GOAL OF THE EXERCISE
Locate each line below that contains the word "niche" and copy all of those lines in full.

[Excerpts of location labeling data]
━━━━━━━━━━━━━━━━━━━━

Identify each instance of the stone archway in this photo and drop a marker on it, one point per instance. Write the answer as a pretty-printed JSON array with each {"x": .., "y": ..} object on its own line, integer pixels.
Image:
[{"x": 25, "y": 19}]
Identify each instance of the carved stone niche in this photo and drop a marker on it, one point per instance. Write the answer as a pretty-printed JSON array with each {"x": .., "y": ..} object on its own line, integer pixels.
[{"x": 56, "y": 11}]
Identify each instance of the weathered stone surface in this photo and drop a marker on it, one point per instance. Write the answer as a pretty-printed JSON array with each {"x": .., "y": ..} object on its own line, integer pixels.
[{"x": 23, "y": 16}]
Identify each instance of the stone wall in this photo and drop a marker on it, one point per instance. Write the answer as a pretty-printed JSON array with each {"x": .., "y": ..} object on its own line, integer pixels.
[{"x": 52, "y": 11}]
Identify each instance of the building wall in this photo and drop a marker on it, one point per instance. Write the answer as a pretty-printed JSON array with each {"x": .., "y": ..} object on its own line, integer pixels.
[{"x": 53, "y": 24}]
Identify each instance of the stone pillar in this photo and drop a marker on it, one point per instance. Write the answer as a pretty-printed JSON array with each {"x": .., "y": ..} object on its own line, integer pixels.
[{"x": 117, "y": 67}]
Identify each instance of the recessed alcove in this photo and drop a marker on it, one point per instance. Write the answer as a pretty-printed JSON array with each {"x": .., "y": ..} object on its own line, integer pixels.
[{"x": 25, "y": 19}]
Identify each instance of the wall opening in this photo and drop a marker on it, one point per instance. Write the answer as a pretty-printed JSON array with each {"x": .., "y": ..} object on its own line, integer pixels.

━━━━━━━━━━━━━━━━━━━━

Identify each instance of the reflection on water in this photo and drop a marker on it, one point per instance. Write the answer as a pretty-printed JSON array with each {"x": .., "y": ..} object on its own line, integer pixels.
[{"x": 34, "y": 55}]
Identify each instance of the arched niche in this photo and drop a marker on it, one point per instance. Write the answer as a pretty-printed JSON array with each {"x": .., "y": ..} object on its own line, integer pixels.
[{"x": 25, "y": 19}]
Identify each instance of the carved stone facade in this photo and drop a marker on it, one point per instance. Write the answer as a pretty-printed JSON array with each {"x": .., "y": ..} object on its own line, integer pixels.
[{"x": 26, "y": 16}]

━━━━━━━━━━━━━━━━━━━━

FINAL ANSWER
Identify each instance of the carved stone niche in this photo and drop a marker on it, one point per instance. Write the answer as a pretty-printed JSON array with each {"x": .., "y": ..} object on its own line, integer pixels.
Identify each instance of the arched niche in this photo and drop a marker on it, one point per instance. Write the answer as a pretty-printed JSON array with each {"x": .., "y": ..} object on its own line, integer pixels.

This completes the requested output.